* start Information provided *

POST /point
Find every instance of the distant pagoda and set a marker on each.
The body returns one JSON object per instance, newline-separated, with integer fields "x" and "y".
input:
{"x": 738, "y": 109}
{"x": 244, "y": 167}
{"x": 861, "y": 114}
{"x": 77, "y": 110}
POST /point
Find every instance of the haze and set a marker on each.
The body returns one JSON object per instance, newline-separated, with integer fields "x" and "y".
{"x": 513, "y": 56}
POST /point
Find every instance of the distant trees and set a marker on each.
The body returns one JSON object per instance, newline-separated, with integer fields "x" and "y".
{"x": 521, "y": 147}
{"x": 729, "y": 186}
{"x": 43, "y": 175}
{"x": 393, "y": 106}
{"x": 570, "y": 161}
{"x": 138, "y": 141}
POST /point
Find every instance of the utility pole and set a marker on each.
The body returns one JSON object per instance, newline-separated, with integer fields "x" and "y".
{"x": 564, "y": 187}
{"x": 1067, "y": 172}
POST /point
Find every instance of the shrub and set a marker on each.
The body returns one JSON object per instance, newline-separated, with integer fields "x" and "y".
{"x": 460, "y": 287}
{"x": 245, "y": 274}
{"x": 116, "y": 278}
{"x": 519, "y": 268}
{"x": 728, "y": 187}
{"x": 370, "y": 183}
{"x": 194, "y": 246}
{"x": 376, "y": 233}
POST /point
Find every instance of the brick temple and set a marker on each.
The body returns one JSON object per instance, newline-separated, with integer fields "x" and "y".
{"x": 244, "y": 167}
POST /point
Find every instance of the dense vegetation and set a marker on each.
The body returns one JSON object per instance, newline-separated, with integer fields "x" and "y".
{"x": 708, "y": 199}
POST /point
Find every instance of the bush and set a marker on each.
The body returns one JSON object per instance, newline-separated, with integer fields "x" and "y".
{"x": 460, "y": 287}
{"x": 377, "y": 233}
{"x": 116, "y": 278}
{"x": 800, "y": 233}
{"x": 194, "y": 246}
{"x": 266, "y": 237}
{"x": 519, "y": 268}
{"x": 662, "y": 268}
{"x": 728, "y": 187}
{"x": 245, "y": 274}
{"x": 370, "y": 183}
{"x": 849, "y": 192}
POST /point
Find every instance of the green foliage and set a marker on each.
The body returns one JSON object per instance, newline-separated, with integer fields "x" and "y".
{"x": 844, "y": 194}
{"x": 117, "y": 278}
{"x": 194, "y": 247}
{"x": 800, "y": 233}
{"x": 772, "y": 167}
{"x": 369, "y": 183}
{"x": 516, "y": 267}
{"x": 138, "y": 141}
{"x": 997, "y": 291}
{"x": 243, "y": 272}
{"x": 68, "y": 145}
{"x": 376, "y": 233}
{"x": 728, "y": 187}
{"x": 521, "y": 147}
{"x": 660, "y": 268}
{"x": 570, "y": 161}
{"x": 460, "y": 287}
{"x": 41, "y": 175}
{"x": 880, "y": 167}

* end Information provided *

Your objective:
Report every line of the items above that contains the string "marker", matching case exactly.

Written reply:
Find every instance of the distant pagoda and set a marker on each.
Find every instance of the haze and set a marker on each.
Find every instance of the distant trees and set a marker on each.
Find every instance of the utility pole and set a marker on each.
Find every instance of the shrub and set a marker on each.
Find every instance of the brick temple and set a marker on each.
Find every instance of the dense vegetation and set a marker on each.
Find every instance of the bush and set a marker on each.
Find every instance of the green foliage and set a marker on each.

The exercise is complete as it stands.